▶ **Data shown**:
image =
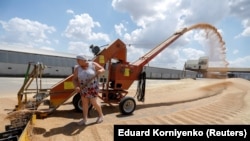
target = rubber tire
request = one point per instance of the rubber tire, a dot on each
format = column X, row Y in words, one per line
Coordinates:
column 127, row 105
column 77, row 102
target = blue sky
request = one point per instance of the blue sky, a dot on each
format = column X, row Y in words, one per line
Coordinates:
column 73, row 25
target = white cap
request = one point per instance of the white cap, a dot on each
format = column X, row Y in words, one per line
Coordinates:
column 82, row 57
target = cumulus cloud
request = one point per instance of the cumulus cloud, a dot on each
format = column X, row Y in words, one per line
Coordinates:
column 119, row 29
column 20, row 30
column 241, row 9
column 69, row 11
column 158, row 20
column 81, row 27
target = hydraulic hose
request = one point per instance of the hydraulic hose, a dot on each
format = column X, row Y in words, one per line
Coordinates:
column 141, row 87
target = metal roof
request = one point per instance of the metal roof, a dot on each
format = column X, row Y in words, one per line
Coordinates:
column 15, row 48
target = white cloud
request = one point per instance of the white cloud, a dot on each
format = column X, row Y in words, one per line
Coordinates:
column 26, row 31
column 240, row 62
column 119, row 29
column 241, row 9
column 80, row 28
column 69, row 11
column 235, row 51
column 158, row 20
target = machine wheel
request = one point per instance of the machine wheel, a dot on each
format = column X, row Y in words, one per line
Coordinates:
column 127, row 105
column 77, row 102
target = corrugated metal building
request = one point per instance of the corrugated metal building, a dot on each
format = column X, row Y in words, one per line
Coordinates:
column 14, row 62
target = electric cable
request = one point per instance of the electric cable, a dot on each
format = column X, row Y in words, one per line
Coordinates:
column 141, row 87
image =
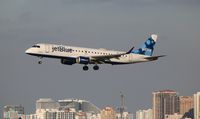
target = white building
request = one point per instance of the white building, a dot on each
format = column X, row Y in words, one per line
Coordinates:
column 175, row 116
column 197, row 105
column 144, row 114
column 13, row 111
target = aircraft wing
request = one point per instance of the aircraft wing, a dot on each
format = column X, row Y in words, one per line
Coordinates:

▶ **Problem to work on**: Retype every entry verbatim and exclude the pictures from the copy.

▶ **Exercise output**:
image =
target = rubber tire
request = one point per instance of the rubber tire, a dot on each
format = column X, row Y in words, one per line
Coordinates:
column 127, row 105
column 77, row 102
target = blue sky
request = one point per instance of the blue sky, a dot on each
format = column X, row Y in words, one per line
Coordinates:
column 73, row 25
target = white cap
request = one point per instance of the white cap, a dot on each
format = column X, row Y in words, one per line
Coordinates:
column 82, row 57
target = cumulus cloud
request = one point per instance of the cumulus cloud, a dot on each
format = column X, row Y in words, one per line
Coordinates:
column 119, row 29
column 20, row 30
column 241, row 9
column 69, row 11
column 158, row 20
column 81, row 27
target = hydraulic hose
request = one point per instance of the hydraulic hose, a dot on each
format = column X, row Y in words, one per line
Coordinates:
column 141, row 87
target = metal roof
request = one point per instance of the metal roof, a dot on each
format = column X, row Y in words, one per line
Coordinates:
column 15, row 48
target = white cloud
request = one point per instance of the white cloud, a dot on each
format = column X, row Y in words, one per line
Coordinates:
column 26, row 31
column 240, row 62
column 119, row 29
column 241, row 9
column 80, row 28
column 69, row 11
column 235, row 51
column 158, row 20
target = machine wheel
request = one point per instance of the machine wheel, a dot on each
format = column X, row Y in words, one per line
Coordinates:
column 127, row 105
column 77, row 102
target = corrugated metal building
request = one point per instance of the corrugated metal building, a dot on each
format = column X, row Y in words, one per line
Coordinates:
column 14, row 62
target = electric cable
request = one point per instance of the electric cable, a dot on each
format = column X, row Y in words, one per line
Coordinates:
column 141, row 87
image =
target = white building
request = one point per instance of the white building, a dot on each
format = column X, row Y in words, one per line
Coordinates:
column 175, row 116
column 197, row 105
column 144, row 114
column 13, row 111
target = aircraft wing
request = one point per instance of the aircraft wing, a dot on each
format = column X, row Y in words, one per line
Coordinates:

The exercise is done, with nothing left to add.